**Given request**
Copy every line of the records below word for word, keeping each line in its original order.

* BEGIN Data for the task *

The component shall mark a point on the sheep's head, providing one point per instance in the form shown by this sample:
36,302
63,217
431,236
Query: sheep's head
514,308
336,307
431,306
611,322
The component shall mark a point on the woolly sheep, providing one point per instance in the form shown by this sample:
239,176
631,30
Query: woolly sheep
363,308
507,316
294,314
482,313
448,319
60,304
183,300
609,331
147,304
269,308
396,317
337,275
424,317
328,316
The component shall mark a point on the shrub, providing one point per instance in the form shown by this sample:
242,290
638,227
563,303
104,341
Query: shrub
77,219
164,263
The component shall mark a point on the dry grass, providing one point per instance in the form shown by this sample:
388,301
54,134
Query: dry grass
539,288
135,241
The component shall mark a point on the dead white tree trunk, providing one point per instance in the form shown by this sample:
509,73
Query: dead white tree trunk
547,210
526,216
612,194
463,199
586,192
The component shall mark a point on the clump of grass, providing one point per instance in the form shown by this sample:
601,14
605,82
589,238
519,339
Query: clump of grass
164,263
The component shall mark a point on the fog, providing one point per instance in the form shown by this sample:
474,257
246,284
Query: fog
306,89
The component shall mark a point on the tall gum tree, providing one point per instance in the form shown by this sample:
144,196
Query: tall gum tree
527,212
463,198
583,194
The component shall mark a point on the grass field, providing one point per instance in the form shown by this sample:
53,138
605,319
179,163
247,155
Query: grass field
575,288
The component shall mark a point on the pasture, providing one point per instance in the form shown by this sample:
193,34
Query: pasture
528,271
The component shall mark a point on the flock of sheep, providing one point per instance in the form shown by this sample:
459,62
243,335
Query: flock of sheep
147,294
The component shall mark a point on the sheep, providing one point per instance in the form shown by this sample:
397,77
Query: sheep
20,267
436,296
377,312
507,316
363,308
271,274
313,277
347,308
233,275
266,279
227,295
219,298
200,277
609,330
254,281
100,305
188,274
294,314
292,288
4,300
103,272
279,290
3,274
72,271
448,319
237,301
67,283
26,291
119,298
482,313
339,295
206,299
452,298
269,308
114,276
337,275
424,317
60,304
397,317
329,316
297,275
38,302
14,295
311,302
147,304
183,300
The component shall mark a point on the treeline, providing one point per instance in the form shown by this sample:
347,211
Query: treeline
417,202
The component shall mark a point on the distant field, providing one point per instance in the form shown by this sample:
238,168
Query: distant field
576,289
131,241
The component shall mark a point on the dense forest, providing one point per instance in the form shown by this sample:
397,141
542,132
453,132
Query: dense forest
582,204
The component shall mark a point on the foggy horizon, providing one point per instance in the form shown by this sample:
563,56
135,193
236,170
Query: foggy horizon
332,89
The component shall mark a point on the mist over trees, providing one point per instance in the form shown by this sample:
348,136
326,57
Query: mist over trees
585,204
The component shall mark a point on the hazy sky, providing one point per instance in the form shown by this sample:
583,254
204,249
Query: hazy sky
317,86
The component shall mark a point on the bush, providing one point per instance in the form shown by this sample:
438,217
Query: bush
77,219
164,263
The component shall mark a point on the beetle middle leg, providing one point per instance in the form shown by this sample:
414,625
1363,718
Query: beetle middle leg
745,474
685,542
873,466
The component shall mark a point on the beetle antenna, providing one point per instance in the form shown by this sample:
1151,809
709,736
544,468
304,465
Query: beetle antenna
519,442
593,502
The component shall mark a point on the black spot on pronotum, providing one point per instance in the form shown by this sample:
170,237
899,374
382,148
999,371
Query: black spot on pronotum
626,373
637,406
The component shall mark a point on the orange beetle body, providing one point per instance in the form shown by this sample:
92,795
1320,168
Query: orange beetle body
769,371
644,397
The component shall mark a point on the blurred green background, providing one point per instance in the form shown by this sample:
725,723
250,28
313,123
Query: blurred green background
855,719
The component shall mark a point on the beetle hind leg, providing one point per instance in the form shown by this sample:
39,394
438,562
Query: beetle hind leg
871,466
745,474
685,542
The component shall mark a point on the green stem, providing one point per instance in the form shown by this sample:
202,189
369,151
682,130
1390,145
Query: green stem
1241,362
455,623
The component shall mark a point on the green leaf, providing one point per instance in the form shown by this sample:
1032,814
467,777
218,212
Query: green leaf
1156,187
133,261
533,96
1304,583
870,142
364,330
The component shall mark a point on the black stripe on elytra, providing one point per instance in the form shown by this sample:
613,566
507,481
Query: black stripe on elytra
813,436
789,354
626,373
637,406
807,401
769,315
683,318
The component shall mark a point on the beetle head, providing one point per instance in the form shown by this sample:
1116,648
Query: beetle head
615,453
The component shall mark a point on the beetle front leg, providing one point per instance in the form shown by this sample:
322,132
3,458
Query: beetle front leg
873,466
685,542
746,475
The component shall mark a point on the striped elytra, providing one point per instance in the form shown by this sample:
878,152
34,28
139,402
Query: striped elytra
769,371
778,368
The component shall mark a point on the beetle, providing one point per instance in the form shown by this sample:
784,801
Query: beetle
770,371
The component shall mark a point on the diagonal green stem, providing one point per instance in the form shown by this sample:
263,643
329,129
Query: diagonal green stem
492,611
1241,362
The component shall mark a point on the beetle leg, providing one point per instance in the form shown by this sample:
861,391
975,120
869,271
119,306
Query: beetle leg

* END Data for the task *

**Solution**
The component shall mark a point on the sheep's head, providing one point per instance in the form shown by this sample:
36,302
63,217
431,236
Query: sheep's head
514,308
336,307
431,306
611,322
The component shall mark a point on the woolly sheep, providing one point per instance in the form shown by this sample:
239,176
631,30
Query: woolly sheep
363,308
507,316
294,314
482,313
448,319
60,304
183,300
609,331
147,304
269,308
396,317
337,275
424,317
328,316
The component shall mark a point on the shrub, providing one point per instance in the form shown by this sample:
242,290
638,227
563,303
104,341
Query: shrub
77,219
164,263
The component shall mark a point on the dry grass, providing one point per instance in the form shown by this sample:
388,301
54,134
Query: dry grass
539,288
135,241
The component shall mark a point on the dead white tree trunk, providing one point per instance in the form shown by this sample:
509,73
Query: dead white tree trunk
547,210
526,216
612,194
463,199
586,192
The component shall mark a point on the clump of grass, providing one point per instance in the form shown by this sample:
601,14
605,82
589,238
519,339
Query: clump of grass
164,263
The component shall mark a point on the fog, providing one point per instance in the form shown by this sample:
474,257
246,284
Query: fog
306,89
The component shall mark a point on the tall gum tree, providing one point per instance in the form shown by this sample:
144,196
Query: tall gum tree
527,212
463,198
583,194
The component shall mark a point on the grass field, providing one point per instance in the form shown by this sample:
53,138
605,319
179,163
247,155
Query: grass field
575,288
The component shall mark a point on the pasture, providing one point per instance in the form shown by this sample:
193,34
Query: pasture
528,271
The component shall mark a point on the flock of sheep, providing one point per instance in the form shown by this sample:
459,62
243,335
Query: flock of sheep
147,294
The component shall mark a point on the sheep, providing one point per instance in the form shown by this sample:
397,77
Query: sheep
20,267
436,296
377,312
507,316
363,308
271,274
313,277
347,308
233,275
266,279
227,295
219,298
200,277
609,330
254,281
100,305
188,274
294,314
292,288
4,300
103,272
279,290
3,274
72,271
448,319
237,301
67,283
26,291
119,298
482,313
339,295
206,299
452,298
269,308
114,276
337,275
424,317
60,304
397,317
329,316
297,275
38,302
14,295
311,302
147,304
183,300
The component shall mark a point on the treeline, providing one point per instance in the form shown by this sample:
347,211
Query: treeline
417,202
The component shall mark a point on the distant field, providing one point per instance in the form shown by this sample:
238,168
Query: distant field
576,289
131,241
The component shall mark a point on the dense forest, providing one point per instance in the form shown by this sample:
397,141
542,132
453,132
Query: dense forest
582,204
The component shall mark a point on the foggy horizon, providing one point per instance in the form shown by this sample:
563,56
135,193
236,170
Query: foggy horizon
332,89
The component shall mark a point on the mist over trees, providing one point per instance in the form shown by this sample:
348,136
326,57
Query: mist over trees
585,204
The component shall mark a point on the hazy sky, providing one point per instance in the form shown by this sample:
583,254
204,249
Query: hazy sky
317,86
The component shall mark a point on the bush, providing one point per instance in the form shown by this sample:
438,217
Query: bush
77,219
164,263
The component shall mark a point on the beetle middle leg, providing one point per instance in the form shown by this sample:
414,625
1363,718
Query: beetle middle leg
745,474
685,542
873,466
The component shall mark a point on the beetle antenna, providing one point per instance in the form shown by this sample:
1151,809
709,736
544,468
304,465
Query: beetle antenna
519,442
593,502
The component shall mark a point on the black spot on pronotum, providing one point per instance in the form shown by this sample:
170,237
899,374
382,148
999,371
Query: black spot on pronotum
626,373
637,406
The component shall mark a point on the orange beetle body, providing one point per instance in the form shown by this sample:
92,795
1320,168
Query: orange beetle body
769,371
644,397
The component shall mark a point on the blurred green background, providing one point per instance in the form shown by this sample:
725,723
250,28
313,123
Query: blurred green background
855,719
The component shall mark a point on the beetle hind leg, providing one point per instance in the form shown by this sample:
39,394
438,562
Query: beetle hind leg
871,466
745,474
685,542
The component shall mark a point on the green stem, providing one point per instance in the form shown by this sample:
202,189
369,151
682,130
1390,145
Query: green stem
1241,362
455,623
The component shall mark a point on the green leaf, providing one point per instance in the form shown by this sample:
1032,814
467,777
218,212
Query: green leaf
1156,187
133,261
533,96
1304,583
870,142
364,330
The component shall mark a point on the black stripe on elytra, providing one point per instance in the form shown by this sample:
613,566
507,481
Query: black stripe on elytra
813,436
789,354
626,373
637,406
807,401
769,315
683,318
The component shall mark a point on the beetle head, providing one point per instance in the form shown by this sample:
1116,648
Query: beetle head
615,453
The component shall mark a point on the beetle front leg, providing one point per instance in the form shown by this sample:
322,132
3,458
Query: beetle front leg
873,466
685,542
746,475
The component shall mark a point on the striped elytra, providing one point per instance in the form shown by this sample:
878,152
34,28
139,402
Query: striped elytra
769,371
778,368
The component shall mark a point on the beetle, providing one point per instance in the form shown by this sample:
784,801
Query: beetle
770,371
The component shall mark a point on the diagonal green stem, providing one point per instance in the form shown by this sample:
263,643
329,129
Query: diagonal green stem
492,611
1241,362
The component shall mark a point on the beetle leg, providing one point per instance in the form shown by this sample:
861,391
975,120
869,271
119,306
Query: beetle leg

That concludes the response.